Retype the entries exactly. Include every line.

=-=-=

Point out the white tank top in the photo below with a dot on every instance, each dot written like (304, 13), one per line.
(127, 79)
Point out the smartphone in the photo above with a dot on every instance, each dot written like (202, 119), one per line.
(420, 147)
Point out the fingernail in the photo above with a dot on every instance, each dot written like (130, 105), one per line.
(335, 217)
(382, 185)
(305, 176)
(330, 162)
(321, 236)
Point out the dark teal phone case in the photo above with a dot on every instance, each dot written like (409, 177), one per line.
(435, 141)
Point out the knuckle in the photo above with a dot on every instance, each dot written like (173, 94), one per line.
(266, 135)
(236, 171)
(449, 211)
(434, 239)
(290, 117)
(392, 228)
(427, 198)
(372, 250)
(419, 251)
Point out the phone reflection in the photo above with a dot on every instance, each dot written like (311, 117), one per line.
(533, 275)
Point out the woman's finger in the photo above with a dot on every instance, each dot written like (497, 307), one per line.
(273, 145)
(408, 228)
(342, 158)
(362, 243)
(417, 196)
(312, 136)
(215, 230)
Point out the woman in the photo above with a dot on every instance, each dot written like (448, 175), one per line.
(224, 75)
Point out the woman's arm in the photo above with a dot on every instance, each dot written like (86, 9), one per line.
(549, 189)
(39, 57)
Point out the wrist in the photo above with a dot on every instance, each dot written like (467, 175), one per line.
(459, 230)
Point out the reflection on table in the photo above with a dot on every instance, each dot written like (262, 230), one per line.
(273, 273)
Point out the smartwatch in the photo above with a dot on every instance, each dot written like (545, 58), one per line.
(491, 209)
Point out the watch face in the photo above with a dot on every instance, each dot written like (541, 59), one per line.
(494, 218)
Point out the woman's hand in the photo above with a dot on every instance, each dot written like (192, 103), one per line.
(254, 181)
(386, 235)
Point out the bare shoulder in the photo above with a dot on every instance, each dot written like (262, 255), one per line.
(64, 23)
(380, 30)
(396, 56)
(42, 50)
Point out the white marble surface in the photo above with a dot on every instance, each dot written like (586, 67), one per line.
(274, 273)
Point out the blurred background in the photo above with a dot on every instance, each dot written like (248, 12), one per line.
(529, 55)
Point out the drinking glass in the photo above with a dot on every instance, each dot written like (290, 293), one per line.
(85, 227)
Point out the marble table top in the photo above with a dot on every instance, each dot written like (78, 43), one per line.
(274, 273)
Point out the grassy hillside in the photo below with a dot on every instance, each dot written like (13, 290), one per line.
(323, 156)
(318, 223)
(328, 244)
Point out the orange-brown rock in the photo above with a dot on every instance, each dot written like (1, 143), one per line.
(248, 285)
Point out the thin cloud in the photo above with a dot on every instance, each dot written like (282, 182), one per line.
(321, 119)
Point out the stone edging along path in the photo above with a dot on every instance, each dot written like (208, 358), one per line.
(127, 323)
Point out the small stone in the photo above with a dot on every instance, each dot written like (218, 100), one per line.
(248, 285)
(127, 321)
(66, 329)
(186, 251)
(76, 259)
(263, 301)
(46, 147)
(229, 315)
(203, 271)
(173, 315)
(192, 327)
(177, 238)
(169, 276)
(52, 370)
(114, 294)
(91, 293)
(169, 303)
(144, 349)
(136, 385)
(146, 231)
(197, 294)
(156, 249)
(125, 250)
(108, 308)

=-=-=

Response to the task
Point out the white tank top in the photo below with a dot on every instance, each dot written like (304, 13), one per line.
(127, 79)
Point out the smartphone in the photo above with a dot on every instance, each dot written like (202, 119), one per line.
(420, 147)
Point out the fingernail in the photo above with a dot on every instance, each dot written like (130, 105), one per line.
(335, 217)
(382, 185)
(305, 176)
(330, 162)
(321, 236)
Point out the dark teal phone case in the photo above with a dot on every instance, each dot written like (409, 177), one per line.
(435, 141)
Point out the knuckle in the photo above with a dot on every instance, each dot written like (173, 94), one per line.
(266, 135)
(236, 171)
(449, 211)
(434, 239)
(290, 117)
(392, 228)
(427, 198)
(372, 250)
(419, 251)
Point out the phone reflection in the photo above with a dot on every instance, each dot written like (311, 117), one per line.
(533, 275)
Point out the woman's finger in the photo above with a dot on every instance, each dot written like (497, 307), one per line.
(273, 145)
(408, 228)
(342, 158)
(362, 243)
(417, 196)
(312, 136)
(215, 230)
Point out the woman in the photo above with a dot on every instance, each dot written like (448, 175), one per line.
(224, 75)
Point out the woman's arm in the photo above with a dot on every instance, each dot written like (86, 9), one per line.
(549, 189)
(39, 57)
Point out the wrist in the photo above with a dot on every instance, each dot written like (467, 175), one per line.
(459, 230)
Point out the reflection on table in the photo above with a dot on every instance, each dot written like (262, 230), one per line.
(273, 273)
Point out the smartwatch in the photo above with a dot on every instance, each dot written like (545, 58), one per line.
(491, 209)
Point out the watch face in the photo above with a dot on every instance, each dot written like (541, 59), one per line.
(494, 218)
Point out the woman's hand in the photo above with a dot on every instance, each dot written like (192, 103), one per line.
(254, 181)
(386, 235)
Point out the bare shoulder in the photo above with a dot on every instance, each dot written like (262, 255), one per line.
(64, 23)
(380, 30)
(396, 56)
(42, 50)
Point out the white marble surface in the photo above with a dot on every instance, each dot written like (586, 67), one per line.
(274, 273)
Point out the blurred background in the photo above with a dot on every instance, each dot written like (248, 12), one per line.
(529, 55)
Point out the drinking glass in the photo above with a dot on every instance, each dot written like (290, 293), one per line.
(85, 227)
Point out the marble table top in the photo above with a dot on every instance, each dot written like (78, 43), one per line.
(274, 273)
Point out the grassy hillside in the photo below with a dot on every instance, each dot written like (13, 290), one per line.
(323, 156)
(318, 223)
(328, 244)
Point out the orange-brown rock in the photo above with a dot on every instance, each dot written like (1, 143), one per line.
(248, 285)
Point out the thin cloud in the photo above with a dot on every instance, each dot written like (282, 182), one per line.
(321, 119)
Point out the stone edging along path in the photo above with a dot on every instance, each dot written like (208, 358), one per line.
(127, 323)
Point out the small stone in the photo above with a dot on every instance, each dot written like (218, 100), one per line.
(248, 285)
(127, 321)
(66, 329)
(186, 251)
(76, 259)
(263, 301)
(46, 147)
(229, 315)
(203, 271)
(173, 315)
(192, 327)
(177, 238)
(169, 276)
(52, 370)
(114, 294)
(91, 293)
(169, 303)
(144, 349)
(136, 385)
(146, 231)
(197, 294)
(156, 249)
(125, 250)
(108, 308)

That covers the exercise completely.